Work instruction 1:
In the onion transplant guide, rewrite everything from "Correct variety selection" down to "multiple daylength varieties.", changing "map" to "chart".
Work instruction 2:
According to the onion transplant guide, during which months should long day varieties be planted?

Grow Onions from Transplant

A Guide to Growing Onions from Transplants


Correct variety selection is the key to growing a successful onion crop. There are three daylength types of onion varieties – long day, intermediate day, and short day. Varieties are somewhat interchangeable given where they are grown in relation to the map. If a grower’s location is on the border between long day and intermediate day both will work. Intermediate will be harvested a little earlier than a long day. Below is a general guide for the different daylengths, but keep in mind there is flexibility as some areas can successfully grow multiple daylength varieties.

Long Day varieties grow best in the northern states. For these onions to be ready for bulbing when daylength reaches 14-16 hours in May to July, these varieties should be planted March to May. It’s important for these to get planted at the right time so that your tops have enough carbohydrates to transfer and grow big bulbs! Harvest for long day varieties range from July to October.

Provided records:
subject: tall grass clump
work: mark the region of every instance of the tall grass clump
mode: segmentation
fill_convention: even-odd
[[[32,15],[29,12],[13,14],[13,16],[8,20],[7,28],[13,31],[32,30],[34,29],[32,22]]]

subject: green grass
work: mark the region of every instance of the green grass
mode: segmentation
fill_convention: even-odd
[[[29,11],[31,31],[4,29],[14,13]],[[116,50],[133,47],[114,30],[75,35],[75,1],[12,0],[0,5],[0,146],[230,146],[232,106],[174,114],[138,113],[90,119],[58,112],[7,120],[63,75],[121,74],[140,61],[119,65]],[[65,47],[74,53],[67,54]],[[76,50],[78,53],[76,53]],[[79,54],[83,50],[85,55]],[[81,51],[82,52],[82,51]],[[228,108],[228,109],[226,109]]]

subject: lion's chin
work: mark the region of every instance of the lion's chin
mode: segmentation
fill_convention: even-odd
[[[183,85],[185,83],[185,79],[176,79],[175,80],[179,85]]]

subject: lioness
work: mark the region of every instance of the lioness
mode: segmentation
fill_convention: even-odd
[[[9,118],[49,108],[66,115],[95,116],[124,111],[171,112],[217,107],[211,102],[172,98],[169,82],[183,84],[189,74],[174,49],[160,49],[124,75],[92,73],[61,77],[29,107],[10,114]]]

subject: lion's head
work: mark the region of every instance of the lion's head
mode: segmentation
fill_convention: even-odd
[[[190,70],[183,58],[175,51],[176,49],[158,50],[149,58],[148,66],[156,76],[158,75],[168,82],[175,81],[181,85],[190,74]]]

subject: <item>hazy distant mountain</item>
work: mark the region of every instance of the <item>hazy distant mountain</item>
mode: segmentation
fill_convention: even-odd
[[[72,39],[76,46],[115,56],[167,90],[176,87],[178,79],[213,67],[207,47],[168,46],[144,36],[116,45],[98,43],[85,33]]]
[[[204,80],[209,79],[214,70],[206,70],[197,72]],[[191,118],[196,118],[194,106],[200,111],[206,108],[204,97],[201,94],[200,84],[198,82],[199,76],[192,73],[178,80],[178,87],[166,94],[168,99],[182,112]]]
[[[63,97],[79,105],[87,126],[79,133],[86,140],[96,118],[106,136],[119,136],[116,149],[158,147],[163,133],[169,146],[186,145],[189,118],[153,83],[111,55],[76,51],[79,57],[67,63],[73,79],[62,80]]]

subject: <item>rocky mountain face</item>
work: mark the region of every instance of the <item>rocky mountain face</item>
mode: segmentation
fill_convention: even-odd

---

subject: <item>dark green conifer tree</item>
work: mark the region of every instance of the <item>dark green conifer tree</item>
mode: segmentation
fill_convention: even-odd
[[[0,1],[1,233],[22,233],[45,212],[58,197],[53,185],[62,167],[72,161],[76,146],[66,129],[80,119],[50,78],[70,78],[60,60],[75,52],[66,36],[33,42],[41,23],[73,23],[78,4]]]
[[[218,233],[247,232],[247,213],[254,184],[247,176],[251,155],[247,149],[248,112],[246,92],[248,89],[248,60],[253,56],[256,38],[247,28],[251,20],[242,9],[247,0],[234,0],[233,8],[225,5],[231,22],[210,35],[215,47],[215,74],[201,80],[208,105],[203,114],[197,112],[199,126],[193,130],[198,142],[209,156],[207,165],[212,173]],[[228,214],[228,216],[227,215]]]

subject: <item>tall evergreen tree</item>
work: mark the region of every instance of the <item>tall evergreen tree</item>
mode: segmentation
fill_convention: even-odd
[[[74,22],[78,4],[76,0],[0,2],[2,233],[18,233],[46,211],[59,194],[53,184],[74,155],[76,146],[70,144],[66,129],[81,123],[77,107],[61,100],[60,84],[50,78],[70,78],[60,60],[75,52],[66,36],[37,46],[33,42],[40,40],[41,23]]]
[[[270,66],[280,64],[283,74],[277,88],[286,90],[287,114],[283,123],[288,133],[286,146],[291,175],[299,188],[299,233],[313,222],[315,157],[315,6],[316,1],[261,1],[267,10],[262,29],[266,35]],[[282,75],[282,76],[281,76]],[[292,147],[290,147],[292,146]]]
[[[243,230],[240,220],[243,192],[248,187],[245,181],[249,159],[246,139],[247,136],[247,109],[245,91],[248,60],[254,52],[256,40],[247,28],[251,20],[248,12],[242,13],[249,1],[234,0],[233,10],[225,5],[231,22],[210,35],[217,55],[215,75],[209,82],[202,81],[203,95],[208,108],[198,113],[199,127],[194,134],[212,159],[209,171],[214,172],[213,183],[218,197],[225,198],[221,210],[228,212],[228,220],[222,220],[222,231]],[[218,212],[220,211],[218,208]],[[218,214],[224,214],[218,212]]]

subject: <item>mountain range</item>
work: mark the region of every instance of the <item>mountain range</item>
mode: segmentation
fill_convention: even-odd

Answer box 1:
Correct variety selection is the key to growing a successful onion crop. There are three daylength types of onion varieties – long day, intermediate day, and short day. Varieties are somewhat interchangeable given where they are grown in relation to the chart. If a grower’s location is on the border between long day and intermediate day both will work. Intermediate will be harvested a little earlier than a long day. Below is a general guide for the different daylengths, but keep in mind there is flexibility as some areas can successfully grow multiple daylength varieties.

Answer box 2:
March to May.